WORK ITEM A:
Retype the part of the guest blog on the Alexander Technique starting at "Later that same" and ending at "or a sport.".
WORK ITEM B:
Answer these questions from the guest blog on the Alexander Technique:
(i) In which town was the ITM summer school held?
(ii) Which dancer is named as an example of exceptional economy of movement?
(iii) Which joints did the writer develop arthritis in?

BEGIN PROVIDED TEXT

Guest Blog: Frances Butt, Alexander teacher, talks about "Just enough effort and no more"

I struggled with poor co-ordination from early childhood.

Poor at sports throughout school, as a university student I tried getting fit by running, but it didn’t go very well. Try as I might, I just couldn’t seem to build up any distance and I gave up after a while. Years later, I developed arthritis in one hip and both knees and needed a hip replacement. And I was in my forties!

What was going on?

All my previous attempts to improve physically had involved correctives of one type or another: build up this muscle group here, strengthen those quads, work on that core! You know, the usual things you hear. But all these activities had only served to worsen my condition.

Then I had my first Alexander Technique lesson and heard the phrase “using just enough effort to complete a task and no more” for the first time.

This describes one of the reasons Fred Astaire’s dancing was so exceptional. His dance routines may have been demanding and arduous, but his exquisite economy of movement made them appear effortless. I was intrigued.

Later that same year at the ITM summer school in Cirencester, I heard another, shorter phrase which sounded to my ears at that time more achievable, and which made total sense: “doing less.” In fact, it made such good sense to me, I found myself picking up the training course brochure…

Many, if not most of us, go about our lives unwittingly using more effort than necessary to perform all our activities. Whether it’s sitting, speaking, walking, or picking things up - you name it - we use too much muscular energy and often with the wrong body parts, for good measure.

These inefficiencies may, sooner or later, present problems.

Someone might, for example, come up against an inability to improve at a specialized activity beyond a certain level, e.g. playing a musical instrument or a sport.

Or perhaps, over time, certain physiological symptoms present themselves, such as neck tension headaches, or (as in my case) musculoskeletal imbalances. Common solutions to problems like these include physiotherapy, massage, chiropractic and osteopathy, along with a host of other proven and less proven therapies.

The Alexander Technique is different to other approaches in that it is more educative than therapeutic. It involves the psycho-physical re-education of the person concerned. Alexander lessons are an opportunity for a student, with a teacher’s help, to get to the root causes of their difficulties and limitations and reason out ways of eliminating them.

There are all kinds of reasons why people employ more muscular effort than necessary to perform a task.

An obvious example is someone with military training, who may have become accustomed to carrying themselves rather stiffly. A music teacher may have inculcated certain ideas into their students regarding how to hold or play an instrument which, though they may have been appropriate for one player, have proven harmful for another.

We pick up particular ideas, good and bad, about how to carry out a movement, and these ideas will produce particular good and bad movement patterns. Over time, without our knowing anything about it, bad movement patterns may wreak ever greater havoc on the workings of the human organism. My story is but one example.

Gradually and over time I have, along with many other Alexander students, I have massively improved my thinking, my movement strategies, my physical co-ordination, my economy of movement and even my energy levels, which makes sense of course, because less effort means less wasted energy. One of the first things I noticed over the first few months of studying this work was reaching the end of the day and having another good hour or two of energy left in me to enjoy.

So, I’ll conclude by asking the question:

What would your life be like if, in everything you did, you used just enough effort as was necessary, and no more?

END PROVIDED TEXT
BEGIN MATERIAL PROVIDED

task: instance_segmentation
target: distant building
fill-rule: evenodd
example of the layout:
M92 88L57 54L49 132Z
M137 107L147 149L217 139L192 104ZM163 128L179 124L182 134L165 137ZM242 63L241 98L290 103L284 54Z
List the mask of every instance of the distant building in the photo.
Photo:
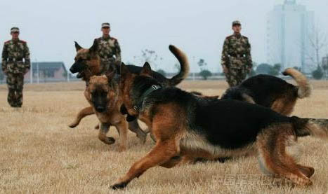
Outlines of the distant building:
M32 62L32 68L33 83L38 81L38 72L39 82L65 81L67 80L67 70L63 62ZM3 74L3 72L0 72L0 79L1 78L1 74ZM4 81L4 76L2 78ZM31 72L29 71L25 75L25 81L30 82L30 78Z
M328 67L328 55L327 55L327 57L322 57L322 67L324 66Z
M282 69L297 67L311 71L315 50L310 46L314 34L314 13L296 0L275 6L268 17L268 62L281 64Z

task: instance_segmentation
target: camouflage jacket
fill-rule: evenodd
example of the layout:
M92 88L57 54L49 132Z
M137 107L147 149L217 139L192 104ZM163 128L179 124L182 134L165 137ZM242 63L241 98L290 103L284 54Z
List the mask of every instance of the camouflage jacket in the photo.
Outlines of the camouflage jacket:
M30 63L29 50L25 41L18 39L5 42L2 50L3 71L25 74L29 69Z
M247 37L234 34L225 39L222 51L221 64L227 68L245 68L251 70L251 45Z
M98 51L102 63L121 62L121 48L116 39L102 36L96 40L98 42Z

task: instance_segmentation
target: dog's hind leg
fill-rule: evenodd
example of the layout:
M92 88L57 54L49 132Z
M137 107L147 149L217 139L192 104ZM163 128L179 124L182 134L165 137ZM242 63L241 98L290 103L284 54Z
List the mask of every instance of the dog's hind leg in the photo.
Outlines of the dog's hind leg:
M287 153L287 148L295 144L297 139L293 126L276 124L269 127L263 130L256 141L261 169L265 174L287 178L299 186L311 185L308 177L314 169L298 165Z
M94 113L95 113L93 112L93 109L92 108L92 106L86 107L83 109L82 110L79 111L74 122L70 124L68 126L71 128L74 128L76 126L79 125L82 118L84 118L84 117L88 115L92 115Z
M101 123L100 128L98 135L98 138L99 139L99 140L109 145L115 143L115 139L106 136L107 132L110 130L110 123Z
M155 146L145 157L134 163L128 173L119 179L112 188L122 188L134 178L139 177L143 172L150 167L165 164L178 153L177 142L174 138L165 141L157 141Z
M122 121L115 125L117 132L119 134L119 151L124 151L126 149L126 139L128 135L128 123L123 118Z
M141 143L145 144L145 142L146 142L147 133L141 130L139 124L138 123L138 120L135 119L131 122L129 122L129 129L130 131L136 133Z

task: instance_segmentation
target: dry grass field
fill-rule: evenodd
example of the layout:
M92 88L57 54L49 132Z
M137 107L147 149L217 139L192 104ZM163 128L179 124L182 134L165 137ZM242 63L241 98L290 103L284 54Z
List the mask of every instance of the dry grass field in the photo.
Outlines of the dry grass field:
M298 102L294 115L328 118L328 82L313 81L310 98ZM185 81L180 87L221 95L223 81ZM248 157L166 169L156 167L122 190L110 186L153 146L129 134L128 150L98 138L95 116L77 127L67 125L88 106L83 82L27 84L23 107L11 108L0 85L0 193L328 193L328 141L301 138L300 162L312 166L313 186L298 188L263 176L257 158ZM143 125L145 127L144 125ZM115 129L109 136L118 139Z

END MATERIAL PROVIDED

RESPONSE A:
Later that same year at the ITM summer school in Cirencester, I heard another, shorter phrase which sounded to my ears at that time more achievable, and which made total sense: “doing less.” In fact, it made such good sense to me, I found myself picking up the training course brochure…

Many, if not most of us, go about our lives unwittingly using more effort than necessary to perform all our activities. Whether it’s sitting, speaking, walking, or picking things up - you name it - we use too much muscular energy and often with the wrong body parts, for good measure.

These inefficiencies may, sooner or later, present problems.

Someone might, for example, come up against an inability to improve at a specialized activity beyond a certain level, e.g. playing a musical instrument or a sport.

RESPONSE B:
(i) Cirencester
(ii) Fred Astaire
(iii) One hip and both knees